## Text segment
◇ ◇ ◇
So this is one of the few cases where a Divorce situation is being openly discussed by the media.  And suddenly there is much discussion about how kids from broken homes are cat killers because, well, you know, it’s stressful coming from a broken home.  (Strangely, the Psychologists and the Parents don’t know about this stress, but the Police know it, the Whiners from the Intact Families who always complain about how much better their childhoods would have been if only their parents had divorced, they suddenly know it too.)

So then we have to back track. Half of all the kids running around in the United States are growing up in Divorce.  Half of all the kids in the country aren’t killing their neighbors’ cats.   (Of course, it’s difficult to read about Tyler’s life and not feel a bit of empathy for how stressful it must be.)  Tyler’s Father is remarried so at least one half of Tyler’s set of families is happy in the eyes of society.  But that brings up the discussion about how he’s obviously a sociopath because he doesn’t get along with his Step-Mother.  Mom’s life is not reported. I don’t know if Tyler has siblings.   Tyler’s father is a Dentist which indicates money.  To me that indicates a split financial situation between households and a lot of fighting over money, but the folks from the Intact Families say it’s a sure sign that:  Tyler is a Spoiled Child of Divorce.

The police are not letting out pertinent information with regards to Tyler’s case. This could be fueling the media’s early “conviction” of Tyler based on his family status.  What else are they going to talk about after all?

We don’t know if Tyler killed the cats but I suppose the police wouldn’t have arrested him if they weren’t pretty sure.  They had secretly put a tracker on his car and had been following him around for weeks, after all.  They had been staking out his Father’s house.  Tyler has been released with an ankle bracelet and a big bond payment and he will receive psychiatric evaluations.

I may have wrong information here but I believe that Tyler’s first arrest came a couple of days after the first dead cat showed up.  The neighbors immediately pointed their fingers at him.  The police didn’t find cat blood but they did find pot in his car and discovered that he was driving with a suspended license  according to this article. Then they stopped him for skateboarding at 2:00 am dressed in black.  That’s suspicious unless your only other choice is to try to sleep in a house with a screaming parent. Of course, I don’t know about Tyler’s home life.  You never, ever ask about the parents Divorce situation or mental status.  It is assumed that they mean well.

The media has incorrectly reported that Tyler was first arrested while attending his Senior Prom.  Tyler’s neighbors supposedly told the media that he was carted off while wearing his Tuxedo.  It turns out that his prom took place 3 weeks before the first killing occurred.
◇ ◇ ◇
## Given problem 1
Return the lines of the records starting at the line that contains "for: snow drift" and ending at the end of the records, both ends included, and leave the pictures out.
The passage about Tyler's case and the records have no connection to each other.

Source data
◇ ◇ ◇
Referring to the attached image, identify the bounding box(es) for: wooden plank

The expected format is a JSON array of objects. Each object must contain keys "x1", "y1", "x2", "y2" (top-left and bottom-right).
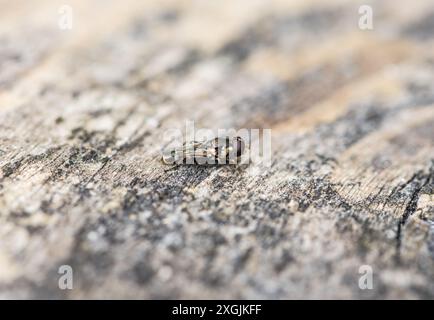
[{"x1": 0, "y1": 0, "x2": 434, "y2": 298}]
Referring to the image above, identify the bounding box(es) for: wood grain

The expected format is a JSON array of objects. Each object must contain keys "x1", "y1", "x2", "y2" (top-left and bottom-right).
[{"x1": 0, "y1": 0, "x2": 434, "y2": 299}]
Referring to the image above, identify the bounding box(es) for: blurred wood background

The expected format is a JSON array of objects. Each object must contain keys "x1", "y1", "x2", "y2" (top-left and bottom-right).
[{"x1": 0, "y1": 0, "x2": 434, "y2": 299}]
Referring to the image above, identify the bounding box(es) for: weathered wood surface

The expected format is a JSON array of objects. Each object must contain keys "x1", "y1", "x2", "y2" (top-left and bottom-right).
[{"x1": 0, "y1": 0, "x2": 434, "y2": 298}]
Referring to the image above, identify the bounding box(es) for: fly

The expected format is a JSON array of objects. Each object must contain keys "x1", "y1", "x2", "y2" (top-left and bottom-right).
[{"x1": 162, "y1": 137, "x2": 245, "y2": 165}]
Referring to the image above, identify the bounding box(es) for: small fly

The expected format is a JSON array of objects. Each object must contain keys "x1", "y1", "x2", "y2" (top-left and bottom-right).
[{"x1": 162, "y1": 137, "x2": 245, "y2": 165}]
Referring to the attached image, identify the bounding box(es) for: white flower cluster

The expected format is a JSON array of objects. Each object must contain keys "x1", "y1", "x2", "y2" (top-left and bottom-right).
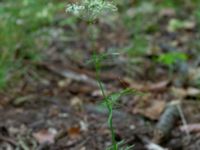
[{"x1": 66, "y1": 0, "x2": 117, "y2": 20}]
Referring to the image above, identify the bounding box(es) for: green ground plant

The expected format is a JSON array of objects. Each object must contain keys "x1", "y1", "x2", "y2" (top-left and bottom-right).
[
  {"x1": 0, "y1": 0, "x2": 64, "y2": 88},
  {"x1": 66, "y1": 0, "x2": 135, "y2": 150}
]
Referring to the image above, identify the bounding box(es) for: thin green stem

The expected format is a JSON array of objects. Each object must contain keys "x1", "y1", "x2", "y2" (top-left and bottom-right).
[{"x1": 95, "y1": 58, "x2": 118, "y2": 150}]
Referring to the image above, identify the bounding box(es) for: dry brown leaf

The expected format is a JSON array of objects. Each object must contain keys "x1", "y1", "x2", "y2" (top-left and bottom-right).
[
  {"x1": 134, "y1": 100, "x2": 166, "y2": 120},
  {"x1": 180, "y1": 123, "x2": 200, "y2": 132},
  {"x1": 146, "y1": 80, "x2": 169, "y2": 93},
  {"x1": 159, "y1": 8, "x2": 176, "y2": 17},
  {"x1": 67, "y1": 127, "x2": 81, "y2": 139},
  {"x1": 33, "y1": 129, "x2": 57, "y2": 144}
]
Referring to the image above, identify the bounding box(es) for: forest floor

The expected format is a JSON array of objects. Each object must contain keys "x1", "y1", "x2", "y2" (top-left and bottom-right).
[{"x1": 0, "y1": 0, "x2": 200, "y2": 150}]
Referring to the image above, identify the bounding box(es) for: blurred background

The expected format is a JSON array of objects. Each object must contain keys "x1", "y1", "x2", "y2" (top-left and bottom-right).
[{"x1": 0, "y1": 0, "x2": 200, "y2": 150}]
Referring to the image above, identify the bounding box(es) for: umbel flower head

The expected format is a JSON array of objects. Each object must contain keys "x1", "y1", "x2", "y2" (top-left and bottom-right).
[{"x1": 66, "y1": 0, "x2": 117, "y2": 20}]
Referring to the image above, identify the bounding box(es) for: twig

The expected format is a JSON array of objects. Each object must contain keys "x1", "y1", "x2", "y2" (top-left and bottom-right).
[
  {"x1": 154, "y1": 101, "x2": 180, "y2": 143},
  {"x1": 177, "y1": 105, "x2": 191, "y2": 140}
]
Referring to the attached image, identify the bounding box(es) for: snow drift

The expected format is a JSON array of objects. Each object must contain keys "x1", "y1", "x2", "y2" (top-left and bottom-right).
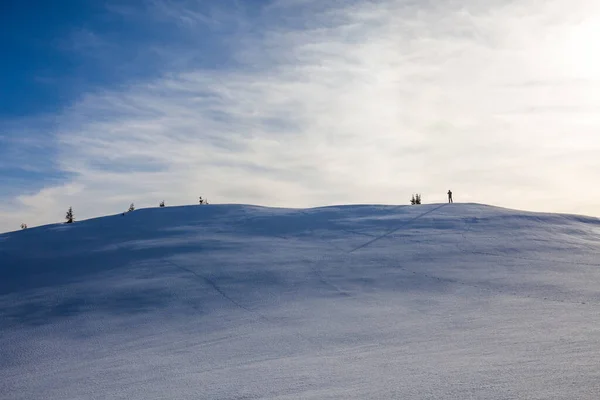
◇ ◇ ◇
## Given problem 2
Decide whether each statement agrees with the passage about Tyler's case, answering yes or no and quoting the deciding words: (a) The police found cat blood in Tyler's car. (b) Tyler's father works as a dentist. (c) Tyler's prom took place after the first killing.

## Final answer 1
Referring to the attached image, identify the bounding box(es) for: snow drift

The expected format is a JSON array of objects. Each object must contain keys "x1", "y1", "x2", "y2" (top-left and bottom-right).

## Final answer 2
(a) No: "The police didn’t find cat blood but they did find pot in his car"
(b) Yes: "Tyler’s father is a Dentist which indicates money."
(c) No: "It turns out that his prom took place 3 weeks before the first killing occurred."